■ WORK INSTRUCTIONS ■
Recast the entries as a Markdown table with the columns Row and Line, starting with the line containing "of the door" and going on through the line containing "x=407, y=597". Include only those lines, number each one, and omit blank lines.

■ PROVIDED ENTRIES ■

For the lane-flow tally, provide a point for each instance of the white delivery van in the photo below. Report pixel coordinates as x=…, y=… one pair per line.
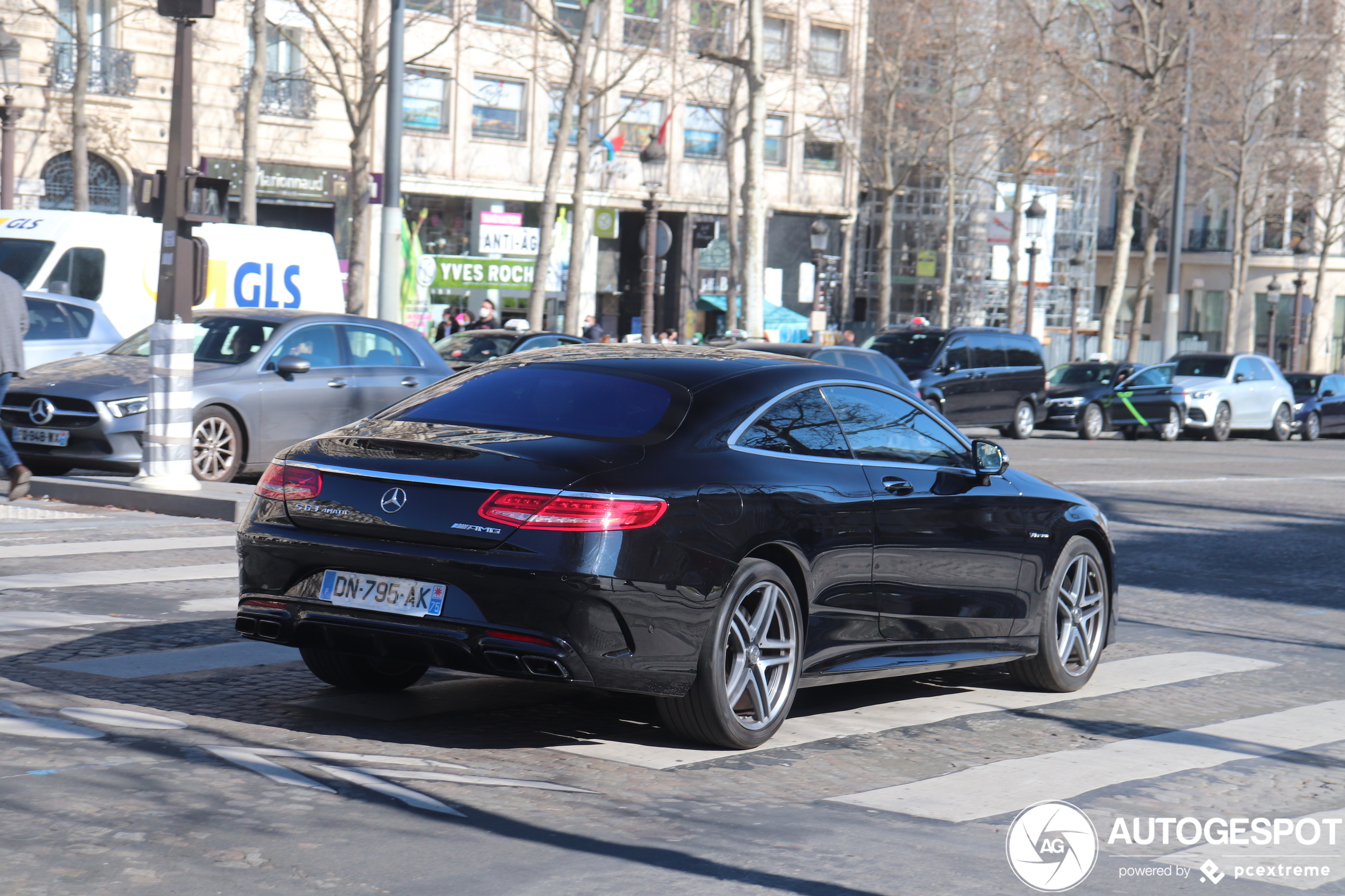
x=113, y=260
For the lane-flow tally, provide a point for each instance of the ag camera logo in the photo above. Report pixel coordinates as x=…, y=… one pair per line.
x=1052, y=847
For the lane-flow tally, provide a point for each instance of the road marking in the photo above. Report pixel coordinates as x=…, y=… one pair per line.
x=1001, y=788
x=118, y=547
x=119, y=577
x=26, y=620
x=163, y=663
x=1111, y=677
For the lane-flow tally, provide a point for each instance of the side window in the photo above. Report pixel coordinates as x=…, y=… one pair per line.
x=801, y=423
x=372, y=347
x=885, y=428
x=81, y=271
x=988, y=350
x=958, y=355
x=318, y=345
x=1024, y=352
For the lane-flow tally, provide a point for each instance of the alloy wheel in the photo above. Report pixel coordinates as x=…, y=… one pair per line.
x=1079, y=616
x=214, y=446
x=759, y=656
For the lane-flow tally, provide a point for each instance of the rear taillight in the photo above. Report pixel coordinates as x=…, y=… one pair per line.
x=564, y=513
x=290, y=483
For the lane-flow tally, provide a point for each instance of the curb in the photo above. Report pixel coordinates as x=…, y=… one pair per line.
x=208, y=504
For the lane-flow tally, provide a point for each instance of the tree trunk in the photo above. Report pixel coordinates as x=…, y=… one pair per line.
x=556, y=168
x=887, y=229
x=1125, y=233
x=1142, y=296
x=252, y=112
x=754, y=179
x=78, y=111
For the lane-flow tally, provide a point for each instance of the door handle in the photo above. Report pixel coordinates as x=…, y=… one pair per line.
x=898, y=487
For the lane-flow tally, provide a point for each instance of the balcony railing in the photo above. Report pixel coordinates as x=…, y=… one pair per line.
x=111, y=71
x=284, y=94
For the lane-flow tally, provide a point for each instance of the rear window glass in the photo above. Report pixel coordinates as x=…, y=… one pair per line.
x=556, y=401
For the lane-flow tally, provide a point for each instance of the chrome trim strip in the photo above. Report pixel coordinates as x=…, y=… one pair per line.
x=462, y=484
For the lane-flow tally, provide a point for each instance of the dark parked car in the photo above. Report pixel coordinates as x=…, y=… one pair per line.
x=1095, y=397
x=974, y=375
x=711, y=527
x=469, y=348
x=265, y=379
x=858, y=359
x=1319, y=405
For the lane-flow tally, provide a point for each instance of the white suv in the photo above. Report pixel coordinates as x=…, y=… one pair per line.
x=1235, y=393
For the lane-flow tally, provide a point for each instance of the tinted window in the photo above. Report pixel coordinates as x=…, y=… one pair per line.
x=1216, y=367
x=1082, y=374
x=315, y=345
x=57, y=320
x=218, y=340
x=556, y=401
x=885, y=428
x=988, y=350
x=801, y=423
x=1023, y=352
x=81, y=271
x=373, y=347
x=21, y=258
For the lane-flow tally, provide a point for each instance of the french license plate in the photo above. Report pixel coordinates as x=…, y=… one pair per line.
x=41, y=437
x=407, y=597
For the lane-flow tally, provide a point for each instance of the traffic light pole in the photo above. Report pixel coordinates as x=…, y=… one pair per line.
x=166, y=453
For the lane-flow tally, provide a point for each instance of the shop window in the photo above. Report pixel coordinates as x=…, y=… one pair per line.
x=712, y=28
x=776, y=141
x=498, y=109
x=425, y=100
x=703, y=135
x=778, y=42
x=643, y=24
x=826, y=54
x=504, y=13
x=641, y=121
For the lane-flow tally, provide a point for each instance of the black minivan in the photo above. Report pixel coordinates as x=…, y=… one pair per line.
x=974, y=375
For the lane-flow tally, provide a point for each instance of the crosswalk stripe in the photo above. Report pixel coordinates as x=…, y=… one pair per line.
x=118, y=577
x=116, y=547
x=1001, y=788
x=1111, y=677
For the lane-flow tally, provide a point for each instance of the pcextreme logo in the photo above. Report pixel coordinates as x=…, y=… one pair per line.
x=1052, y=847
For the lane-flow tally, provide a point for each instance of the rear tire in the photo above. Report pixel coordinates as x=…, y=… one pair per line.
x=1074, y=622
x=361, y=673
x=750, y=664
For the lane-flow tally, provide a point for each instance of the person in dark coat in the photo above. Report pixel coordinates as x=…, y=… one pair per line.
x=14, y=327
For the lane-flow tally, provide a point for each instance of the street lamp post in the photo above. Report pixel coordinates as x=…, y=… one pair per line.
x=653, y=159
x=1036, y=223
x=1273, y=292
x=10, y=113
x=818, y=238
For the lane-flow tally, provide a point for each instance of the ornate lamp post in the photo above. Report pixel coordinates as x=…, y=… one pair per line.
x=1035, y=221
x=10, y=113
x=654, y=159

* * *

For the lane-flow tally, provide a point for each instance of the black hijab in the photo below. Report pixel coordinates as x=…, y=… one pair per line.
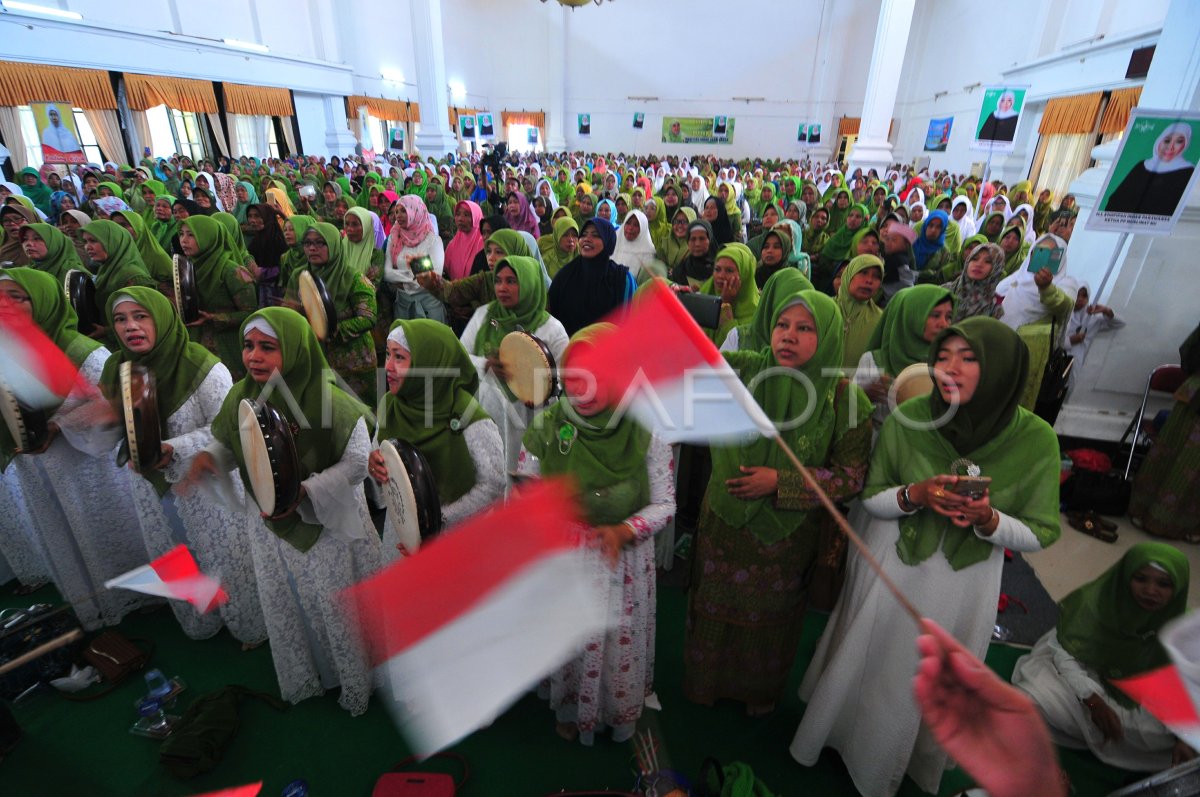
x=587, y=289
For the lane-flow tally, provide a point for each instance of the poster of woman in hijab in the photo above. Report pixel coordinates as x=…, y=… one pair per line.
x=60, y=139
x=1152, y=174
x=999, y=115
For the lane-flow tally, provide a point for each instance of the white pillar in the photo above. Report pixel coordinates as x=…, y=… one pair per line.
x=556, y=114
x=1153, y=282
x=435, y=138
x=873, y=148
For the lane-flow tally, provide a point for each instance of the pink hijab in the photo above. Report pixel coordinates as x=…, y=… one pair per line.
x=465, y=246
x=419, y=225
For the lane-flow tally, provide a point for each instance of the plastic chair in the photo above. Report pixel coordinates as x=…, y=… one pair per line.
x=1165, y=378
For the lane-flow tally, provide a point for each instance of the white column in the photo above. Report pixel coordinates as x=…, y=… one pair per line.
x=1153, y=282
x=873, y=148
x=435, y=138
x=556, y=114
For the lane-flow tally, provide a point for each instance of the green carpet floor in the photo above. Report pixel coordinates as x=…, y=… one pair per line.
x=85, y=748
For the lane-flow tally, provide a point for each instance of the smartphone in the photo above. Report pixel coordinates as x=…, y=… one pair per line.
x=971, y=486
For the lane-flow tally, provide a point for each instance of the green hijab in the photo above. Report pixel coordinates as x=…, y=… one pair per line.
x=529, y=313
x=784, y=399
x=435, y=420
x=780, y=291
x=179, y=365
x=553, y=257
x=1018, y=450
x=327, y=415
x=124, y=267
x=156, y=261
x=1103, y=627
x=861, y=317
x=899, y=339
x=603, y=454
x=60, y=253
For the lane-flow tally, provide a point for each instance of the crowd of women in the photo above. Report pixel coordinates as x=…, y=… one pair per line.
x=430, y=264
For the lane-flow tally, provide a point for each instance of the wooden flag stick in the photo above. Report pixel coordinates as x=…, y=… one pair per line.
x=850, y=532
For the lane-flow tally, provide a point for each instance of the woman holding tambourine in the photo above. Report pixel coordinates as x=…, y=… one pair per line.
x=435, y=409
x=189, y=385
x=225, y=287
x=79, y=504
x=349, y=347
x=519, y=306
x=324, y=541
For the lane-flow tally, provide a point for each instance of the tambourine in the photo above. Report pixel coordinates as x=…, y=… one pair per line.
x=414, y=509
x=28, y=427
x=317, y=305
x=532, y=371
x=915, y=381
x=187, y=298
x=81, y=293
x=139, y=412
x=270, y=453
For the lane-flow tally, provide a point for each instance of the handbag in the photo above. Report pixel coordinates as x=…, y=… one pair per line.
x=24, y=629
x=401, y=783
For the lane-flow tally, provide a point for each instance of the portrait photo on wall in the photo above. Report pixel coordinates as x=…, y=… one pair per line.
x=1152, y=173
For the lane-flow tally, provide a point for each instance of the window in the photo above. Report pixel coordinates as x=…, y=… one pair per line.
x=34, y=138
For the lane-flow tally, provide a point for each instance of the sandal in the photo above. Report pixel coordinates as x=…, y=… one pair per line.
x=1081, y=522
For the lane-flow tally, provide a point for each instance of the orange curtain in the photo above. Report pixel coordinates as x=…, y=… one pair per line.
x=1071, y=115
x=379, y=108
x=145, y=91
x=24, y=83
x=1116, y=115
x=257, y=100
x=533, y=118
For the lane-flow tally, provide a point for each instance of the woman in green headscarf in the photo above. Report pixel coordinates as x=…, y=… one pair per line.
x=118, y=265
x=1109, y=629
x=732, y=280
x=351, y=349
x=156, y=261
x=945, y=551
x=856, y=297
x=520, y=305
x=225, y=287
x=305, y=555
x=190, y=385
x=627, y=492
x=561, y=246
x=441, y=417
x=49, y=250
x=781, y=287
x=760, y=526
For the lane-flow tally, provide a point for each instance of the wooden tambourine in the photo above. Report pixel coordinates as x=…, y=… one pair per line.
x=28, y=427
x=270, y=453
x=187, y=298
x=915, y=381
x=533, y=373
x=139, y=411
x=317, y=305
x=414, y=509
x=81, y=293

■ RESPONSE BELOW ■
| Row | Line |
|---|---|
| 1 | For the lane-flow tally, provide a point for each instance of the door handle in the photo above. Report pixel coordinates as x=…, y=… one pair per line. |
| 2 | x=898, y=487 |
| 3 | For the lane-flow tally, provide a point for each instance of the balcony railing in the photo above. Report pixel coordinates as x=…, y=… one pair per line. |
| 4 | x=111, y=71 |
| 5 | x=284, y=94 |
| 6 | For the lane-flow tally, provide a point for each instance of the rear window glass in the photo above. Report pixel coordinates as x=…, y=… one pair per line. |
| 7 | x=556, y=401 |
| 8 | For the lane-flow tally, provide a point for each instance of the chrome trim strip in the photo above. Report pixel coordinates as x=…, y=… one pair per line. |
| 9 | x=462, y=484 |
| 10 | For the lane-flow tally, provide a point for each instance of the dark parked car in the photo above. Report pixel coordinates as x=…, y=… one pair per line. |
| 11 | x=1095, y=397 |
| 12 | x=974, y=375 |
| 13 | x=711, y=527 |
| 14 | x=469, y=348 |
| 15 | x=265, y=379 |
| 16 | x=858, y=359 |
| 17 | x=1319, y=405 |
| 18 | For the lane-flow tally, provide a point for each instance of the white suv in the photo above. Report pixel coordinates as x=…, y=… one pair per line. |
| 19 | x=1235, y=393 |
| 20 | For the lane-flow tally, provide a point for each instance of the tinted window in the photo above. Report pixel coordinates as x=…, y=… one pair per line. |
| 21 | x=1216, y=367 |
| 22 | x=1082, y=374 |
| 23 | x=315, y=345 |
| 24 | x=57, y=320 |
| 25 | x=218, y=340 |
| 26 | x=556, y=401 |
| 27 | x=885, y=428 |
| 28 | x=988, y=350 |
| 29 | x=801, y=423 |
| 30 | x=1023, y=352 |
| 31 | x=81, y=271 |
| 32 | x=373, y=347 |
| 33 | x=21, y=258 |
| 34 | For the lane-flow tally, provide a point for each instance of the french license plate in the photo above. Report pixel coordinates as x=…, y=… one pair per line. |
| 35 | x=41, y=437 |
| 36 | x=407, y=597 |